WHAT YOU NEED TO DO
Faithfully repeat all of the records, as they are written below.

(DATA UNDER STUDY Opens)

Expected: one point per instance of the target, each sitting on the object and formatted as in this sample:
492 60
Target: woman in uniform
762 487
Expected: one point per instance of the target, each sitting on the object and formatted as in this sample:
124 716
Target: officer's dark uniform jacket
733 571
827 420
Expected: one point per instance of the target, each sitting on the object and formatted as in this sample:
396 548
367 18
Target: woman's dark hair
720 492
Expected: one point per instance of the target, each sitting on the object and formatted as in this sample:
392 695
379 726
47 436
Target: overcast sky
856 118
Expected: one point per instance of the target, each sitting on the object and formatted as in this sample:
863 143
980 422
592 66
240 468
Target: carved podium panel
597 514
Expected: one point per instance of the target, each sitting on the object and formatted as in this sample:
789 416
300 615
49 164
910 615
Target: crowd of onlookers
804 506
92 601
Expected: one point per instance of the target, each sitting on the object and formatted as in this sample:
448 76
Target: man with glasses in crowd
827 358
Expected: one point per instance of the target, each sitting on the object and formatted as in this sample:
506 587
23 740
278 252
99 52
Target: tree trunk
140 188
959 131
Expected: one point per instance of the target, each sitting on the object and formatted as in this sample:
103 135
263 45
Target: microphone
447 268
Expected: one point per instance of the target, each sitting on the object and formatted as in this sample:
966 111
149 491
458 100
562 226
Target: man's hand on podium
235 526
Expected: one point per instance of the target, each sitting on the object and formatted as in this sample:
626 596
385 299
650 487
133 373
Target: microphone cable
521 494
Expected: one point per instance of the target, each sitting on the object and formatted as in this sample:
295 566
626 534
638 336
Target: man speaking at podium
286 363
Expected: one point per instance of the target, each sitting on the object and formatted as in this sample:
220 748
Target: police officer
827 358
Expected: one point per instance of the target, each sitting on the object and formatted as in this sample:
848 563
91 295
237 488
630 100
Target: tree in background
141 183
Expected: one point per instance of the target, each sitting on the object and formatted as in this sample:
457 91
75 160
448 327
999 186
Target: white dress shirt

(DATA UNDER STUDY Closes)

PROBLEM SOLUTION
Expected: one point per instance of the target, each sitting on the object and formatted as in this sample:
492 60
Target: woman in uniform
762 487
Expected: one point per instance of the target, each sitting on the object and formatted as in this sample:
124 716
Target: officer's dark uniform jacket
733 571
827 420
Expected: one point per instance of the target, each sitting on the object and formatted as in this sample:
396 548
367 18
Target: woman's dark hair
720 492
Expected: one point per instance of the target, each sitting on the object and formatted as in this sample:
392 695
379 726
47 436
Target: overcast sky
856 118
Expected: one point per instance of the target, each sitting on the object and formatted as in this sample:
863 143
980 422
592 66
240 468
Target: carved podium panel
597 514
Expected: one point per instance of the target, each sitting on the object and formatted as in this sample:
789 416
300 615
49 164
910 615
Target: crowd of onlookers
804 506
92 601
Expected: one point per instance of the target, each sitting on the object and formatted as in this sample:
448 76
Target: man with glasses in crowd
827 358
Expected: one point per instance of the target, each sitting on the object and formatted as in this sample:
506 587
23 740
278 252
99 52
Target: tree trunk
140 188
959 131
Expected: one point per instance of the target, each sitting on the object and formatted as in this sample:
103 135
263 45
Target: microphone
447 268
Expected: one point per instance of the target, each sitting on the object and formatted as in this sample:
966 111
149 491
458 100
562 226
Target: man's hand on podium
235 526
Expected: one point per instance of the target, each sitting on the object and formatted as in this sample:
626 596
385 299
650 487
133 373
Target: microphone cable
521 494
Expected: one point per instance of the target, each sitting on the object and formatted as in this sample:
295 566
626 534
638 336
Target: man speaking at podium
286 363
Expected: one point per instance of the target, each sitting on the object and formatted as in this sample:
220 748
Target: police officer
827 358
Expected: one point per instance of the target, each sitting on the object and formatted as in this sample:
848 563
91 295
237 488
630 100
Target: tree in background
141 183
Expected: one point per instance of the target, each sitting on the object and formatted as in this sample:
457 91
75 160
448 327
999 186
Target: white dress shirt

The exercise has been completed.